▶ Data shown

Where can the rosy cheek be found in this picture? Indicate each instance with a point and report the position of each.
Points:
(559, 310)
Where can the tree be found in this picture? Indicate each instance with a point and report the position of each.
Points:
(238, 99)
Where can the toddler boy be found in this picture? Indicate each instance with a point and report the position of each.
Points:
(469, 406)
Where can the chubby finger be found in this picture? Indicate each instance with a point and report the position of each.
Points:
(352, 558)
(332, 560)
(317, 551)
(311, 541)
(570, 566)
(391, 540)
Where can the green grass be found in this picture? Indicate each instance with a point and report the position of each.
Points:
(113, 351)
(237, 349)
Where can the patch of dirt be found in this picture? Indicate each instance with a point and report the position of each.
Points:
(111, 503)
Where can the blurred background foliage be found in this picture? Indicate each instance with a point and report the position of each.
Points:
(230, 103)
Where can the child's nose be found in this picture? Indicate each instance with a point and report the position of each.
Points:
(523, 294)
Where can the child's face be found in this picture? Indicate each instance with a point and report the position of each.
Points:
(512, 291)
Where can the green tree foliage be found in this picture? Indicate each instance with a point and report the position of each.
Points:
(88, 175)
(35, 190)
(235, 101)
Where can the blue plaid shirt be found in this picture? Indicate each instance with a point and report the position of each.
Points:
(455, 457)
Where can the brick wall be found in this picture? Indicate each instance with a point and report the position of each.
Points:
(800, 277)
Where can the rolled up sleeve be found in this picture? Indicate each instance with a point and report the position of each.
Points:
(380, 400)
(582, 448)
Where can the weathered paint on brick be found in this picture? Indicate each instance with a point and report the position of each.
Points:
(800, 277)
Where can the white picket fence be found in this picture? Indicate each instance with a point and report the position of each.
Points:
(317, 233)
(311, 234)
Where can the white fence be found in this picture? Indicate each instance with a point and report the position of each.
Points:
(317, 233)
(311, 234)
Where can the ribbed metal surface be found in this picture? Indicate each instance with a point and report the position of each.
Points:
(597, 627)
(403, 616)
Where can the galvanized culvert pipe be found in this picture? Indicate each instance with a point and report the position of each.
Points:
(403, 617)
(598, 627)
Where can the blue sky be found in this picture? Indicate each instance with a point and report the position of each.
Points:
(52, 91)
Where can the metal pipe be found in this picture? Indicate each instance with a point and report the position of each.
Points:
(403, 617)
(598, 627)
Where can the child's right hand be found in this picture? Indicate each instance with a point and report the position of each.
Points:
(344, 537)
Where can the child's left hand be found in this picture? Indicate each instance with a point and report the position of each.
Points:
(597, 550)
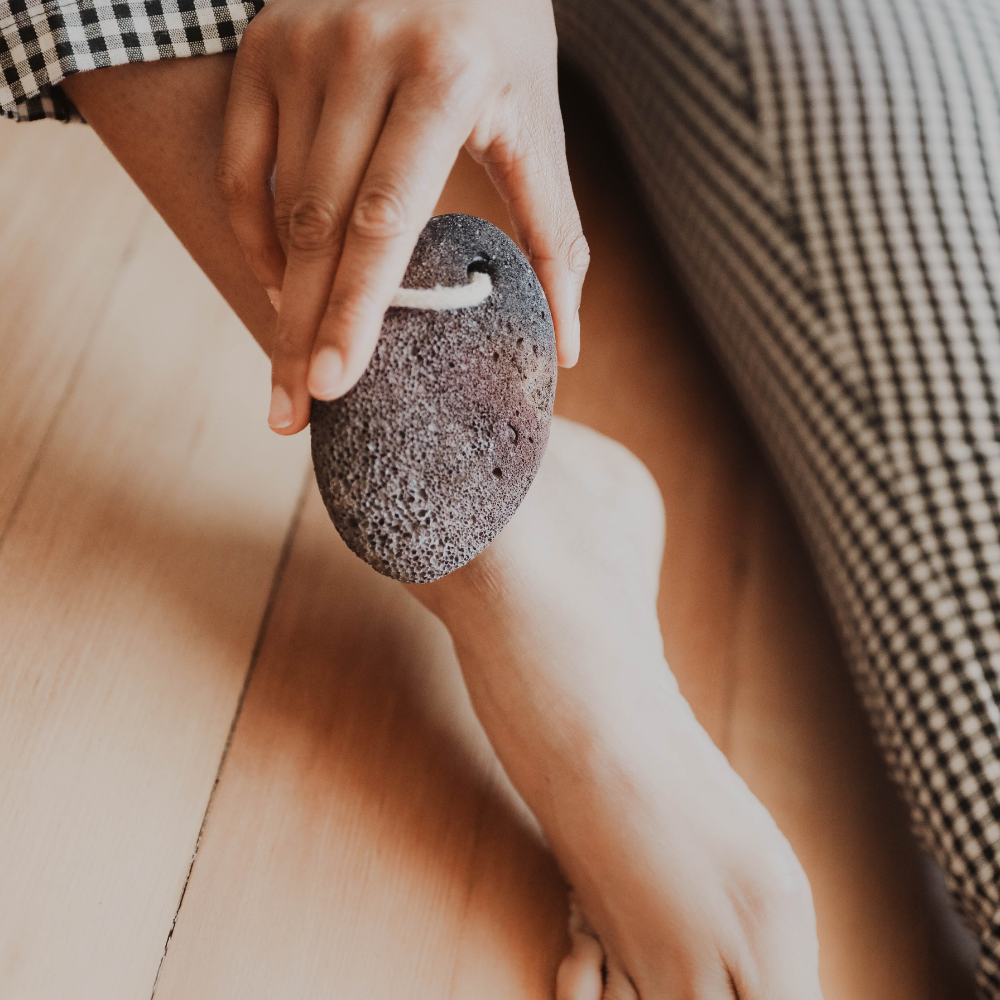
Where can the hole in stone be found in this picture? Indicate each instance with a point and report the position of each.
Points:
(479, 263)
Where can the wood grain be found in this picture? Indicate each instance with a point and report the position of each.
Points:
(133, 577)
(362, 841)
(68, 215)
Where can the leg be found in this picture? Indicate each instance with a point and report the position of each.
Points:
(682, 873)
(677, 868)
(163, 123)
(826, 175)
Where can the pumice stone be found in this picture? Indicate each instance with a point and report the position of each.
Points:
(426, 459)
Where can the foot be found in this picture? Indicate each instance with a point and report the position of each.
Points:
(677, 870)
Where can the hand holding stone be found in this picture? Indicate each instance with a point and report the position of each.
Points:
(426, 459)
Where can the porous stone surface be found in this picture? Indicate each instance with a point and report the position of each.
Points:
(425, 460)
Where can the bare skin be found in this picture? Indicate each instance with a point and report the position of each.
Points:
(679, 872)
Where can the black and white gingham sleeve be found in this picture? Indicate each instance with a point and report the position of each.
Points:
(42, 43)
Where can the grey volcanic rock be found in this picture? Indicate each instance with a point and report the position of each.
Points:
(426, 459)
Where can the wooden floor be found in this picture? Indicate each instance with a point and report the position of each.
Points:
(235, 762)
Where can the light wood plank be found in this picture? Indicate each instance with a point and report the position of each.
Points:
(362, 842)
(133, 578)
(67, 216)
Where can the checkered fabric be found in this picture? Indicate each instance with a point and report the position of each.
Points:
(826, 177)
(42, 43)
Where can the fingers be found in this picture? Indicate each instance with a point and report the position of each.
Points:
(579, 975)
(534, 181)
(405, 178)
(316, 223)
(243, 173)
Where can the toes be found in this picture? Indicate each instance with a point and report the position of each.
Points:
(619, 985)
(579, 975)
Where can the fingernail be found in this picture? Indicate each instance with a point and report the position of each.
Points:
(325, 373)
(281, 413)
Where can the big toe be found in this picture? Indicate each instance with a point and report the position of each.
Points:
(579, 976)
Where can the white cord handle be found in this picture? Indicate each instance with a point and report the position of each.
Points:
(479, 289)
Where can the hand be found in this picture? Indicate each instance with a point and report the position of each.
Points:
(360, 108)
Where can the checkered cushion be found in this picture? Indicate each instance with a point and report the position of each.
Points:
(826, 175)
(42, 43)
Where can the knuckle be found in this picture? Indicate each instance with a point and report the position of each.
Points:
(282, 217)
(357, 32)
(446, 51)
(379, 213)
(348, 310)
(304, 40)
(287, 347)
(313, 225)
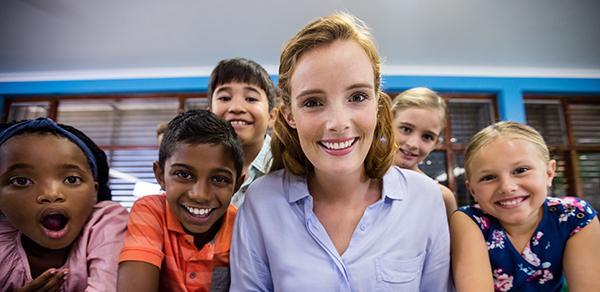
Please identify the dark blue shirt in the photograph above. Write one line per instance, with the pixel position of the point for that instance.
(539, 267)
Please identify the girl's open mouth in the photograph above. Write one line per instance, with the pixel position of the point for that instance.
(55, 224)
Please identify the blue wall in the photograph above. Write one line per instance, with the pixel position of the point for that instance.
(509, 91)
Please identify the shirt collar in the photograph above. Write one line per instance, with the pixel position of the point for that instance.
(173, 223)
(262, 161)
(394, 182)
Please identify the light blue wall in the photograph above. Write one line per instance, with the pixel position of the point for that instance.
(509, 91)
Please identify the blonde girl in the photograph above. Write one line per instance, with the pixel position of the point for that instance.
(517, 238)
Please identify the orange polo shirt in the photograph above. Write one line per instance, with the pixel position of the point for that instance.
(155, 236)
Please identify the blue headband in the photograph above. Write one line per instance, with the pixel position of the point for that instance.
(48, 124)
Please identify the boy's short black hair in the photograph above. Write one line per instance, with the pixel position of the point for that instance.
(201, 127)
(102, 175)
(243, 71)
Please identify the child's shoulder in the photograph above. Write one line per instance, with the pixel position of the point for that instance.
(572, 210)
(150, 201)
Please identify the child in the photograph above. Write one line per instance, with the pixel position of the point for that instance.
(419, 118)
(180, 241)
(241, 92)
(58, 228)
(517, 238)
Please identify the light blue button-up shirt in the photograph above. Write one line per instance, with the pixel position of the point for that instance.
(401, 243)
(259, 166)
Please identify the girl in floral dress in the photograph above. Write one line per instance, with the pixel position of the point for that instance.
(516, 238)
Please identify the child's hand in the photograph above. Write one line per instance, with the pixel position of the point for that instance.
(50, 280)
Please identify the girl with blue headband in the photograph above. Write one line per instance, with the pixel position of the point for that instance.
(58, 228)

▶ What needs to be done
What you hand back should match the listing exactly, except that no pictures appear.

▶ Result
Where can the rosy cheek be found in this picture? Indicate each instance with a point and report the position of each.
Points:
(559, 310)
Where can the tree be found in this picture? Indicate each instance with a point and report the position of each.
Points:
(238, 99)
Where can the toddler boy be found in this picture? Indicate each instance with a point and report the position of each.
Points:
(469, 406)
Where can the chubby finger be found in this picture? Indicate each instance with a point and report the position of each.
Points:
(352, 558)
(332, 560)
(317, 551)
(311, 541)
(570, 566)
(391, 540)
Where can the green grass be found in this picture? Indicate each instance with a point and report the position of each.
Points:
(113, 351)
(237, 349)
Where can the patch of dirt be found in this picture? Indicate each instance with a point and report the position of each.
Points:
(111, 503)
Where can the blurred background foliage be found in this picture? Indicate each instance with a point and report the position of each.
Points:
(230, 103)
Where can the child's nose be found in this picture? Indicate each instance with a point and report the position of each.
Points:
(523, 294)
Where can the child's face be found in this picture? Indicate each instance with a point and report the position of each.
Points:
(512, 291)
Where can the green tree foliage be found in this picture? Indicate each instance with a point and report the position of each.
Points:
(88, 175)
(35, 190)
(235, 101)
Where can the blue plaid shirt be found in this picture? Indicate each instance with a point and report the position of each.
Points:
(455, 457)
Where can the brick wall be found in this picture? Indicate each instance with a point and report the position of each.
Points:
(800, 277)
Where can the rolled up sleeve be found in this picture? Indicate each instance with a point and report the position of each.
Points:
(380, 400)
(582, 448)
Where can the weathered paint on brick be found in this picture? Indicate each instance with a point and report the position of each.
Points:
(800, 277)
Where can the white picket fence be found in this picture? Indicate each instance with a point and report the position of each.
Points:
(317, 233)
(311, 234)
Where can the white fence be found in this picture? Indicate each instance with a point and report the position of each.
Points:
(317, 233)
(311, 234)
Where can the ribbed metal surface be found in this picture? Indicate each instance with a point and report the position of each.
Points:
(597, 627)
(403, 616)
Where can the galvanized culvert pipe be found in this picture? Indicate each instance with a point and report the position of each.
Points:
(403, 617)
(598, 627)
Where can the blue sky be found in this picture? Indicate each instance with a point and report the position of each.
Points:
(52, 91)
Where can the metal pipe be found in this picture? Indicate each instance with a point and report the position of each.
Points:
(403, 617)
(598, 627)
Where can the child's right hand be found in this picture? Indicate each instance with a point and report the position of each.
Points:
(344, 537)
Where can the child's left hand be found in this picture? Indicate each instance with a point and report the position of each.
Points:
(597, 550)
Where can the hole in stone be found in this picture? Indicate each instance with a point and report the position of each.
Points:
(479, 263)
Where can the wood grain be found in this picture? Indicate each instance with a point and report the position of each.
Points:
(133, 577)
(362, 841)
(68, 215)
Where can the leg be found in this picture? Indicate each instance with a point and report the position of each.
Points:
(682, 873)
(677, 868)
(163, 123)
(826, 175)
Where can the pumice stone be found in this picture? Indicate each instance with a point and report the position of each.
Points:
(426, 459)
Where can the foot be found in this picture? Indicate each instance with a point and report the position of each.
Points:
(677, 870)
Where can the hand holding stone be found in this picture? Indicate each instance with a point and report the position of each.
Points:
(426, 459)
Where can the porous stone surface be found in this picture? Indicate each instance with a point and report the position of each.
Points:
(425, 460)
Where can the bare skin be found in this picture? Indicate each instance with a point and report the position of each.
Points:
(679, 872)
Where can the black and white gingham sleeve be found in this picture? Indicate each instance with a point and report the position of each.
Points:
(42, 43)
Where can the grey volcanic rock be found in this picture? Indicate each instance with a point and report the position of each.
Points:
(426, 459)
Where can the wooden floor be found in this picture? Indicate each instance with a point and report the position of each.
Points:
(235, 762)
Where can the light wood plank be found in this picture? Indicate each instance with a point and report the position of each.
Points:
(362, 842)
(133, 578)
(67, 216)
Where can the checkered fabric be found in this picture? Indicate each instance with a point and report the position of each.
Points:
(826, 177)
(42, 43)
Where can the fingers be found in this picture? Indicate each instance with a point and report the position of each.
Points:
(579, 975)
(534, 181)
(405, 178)
(316, 223)
(243, 173)
Where can the toes be found in this picture? Indicate each instance with a point and report the position of each.
Points:
(619, 985)
(579, 975)
Where can the fingernail be found in this picture? Indicate each instance with a point and report the position of each.
Points:
(325, 373)
(281, 413)
Where can the big toe be found in this picture? Indicate each instance with a point and report the position of each.
Points:
(579, 976)
Where can the white cord handle be found in this picture? Indicate each instance with a point and report the position of each.
Points:
(479, 289)
Where can the hand be found in this picture? Indicate each instance with a point and report the position of each.
Points:
(360, 108)
Where can the checkered cushion be found in this picture? Indicate each instance with a point and report the position of each.
Points:
(826, 175)
(42, 43)
Where can the knuckle be found in this picture? Indicate each instance with a point and report the position of each.
Points:
(282, 217)
(357, 32)
(446, 51)
(379, 213)
(348, 310)
(304, 40)
(287, 347)
(313, 225)
Please identify the dark blue shirt in the photograph above. Write one line per instance, with the pixel position of the point for that instance.
(539, 267)
Please identify the girl's open mouth in the photograph above. Write one line per instance, with the pixel position of the point for that instance.
(55, 224)
Please identify the blue wall in the photograph above. Write one line per instance, with the pixel position of the point for that instance.
(509, 91)
Please identify the shirt collar in the photograph above. Write one line per instance, with the pixel position of the point for that instance.
(173, 223)
(262, 161)
(394, 182)
Please identify the light blue wall in the photograph above. Write one line per instance, with the pixel position of the point for that instance.
(509, 91)
Please identify the blonde girl in the photograph above. Write one line per instance, with the pixel position of the point for that instance.
(517, 238)
Please identify the orange polo shirt in the photograph above. Write one line per instance, with the pixel position of the point for that instance.
(155, 236)
Please identify the blue headband in the photograph above. Write one line per instance, with the pixel position of the point for that instance.
(48, 124)
Please identify the boy's short black hair in the photograph above. Write one line per instance, with the pixel position of the point for that instance.
(201, 127)
(102, 175)
(243, 71)
Please identify the child's shoulder in the photograph above. Write one line per instance, with the pixel position of the point for that instance.
(572, 210)
(150, 201)
Please identify the child in the photograph above. Write one line per instance, with the pixel position of the point for that instance.
(419, 118)
(180, 241)
(241, 92)
(58, 228)
(517, 238)
Please identify the light blue button-up shirt in the photograph above. Write one line per instance, with the pixel position of the point for that instance.
(401, 243)
(259, 166)
Please identify the girl in floral dress in the photograph above. Write one line per instance, with the pixel position of the point for that instance.
(516, 238)
Please identify the child's hand in the photograph above. Write one line per instance, with the pixel position of the point for that instance.
(50, 280)
Please identify the girl with blue headband in the photograph above. Write one line per instance, with the pixel position of the point for that instance.
(58, 228)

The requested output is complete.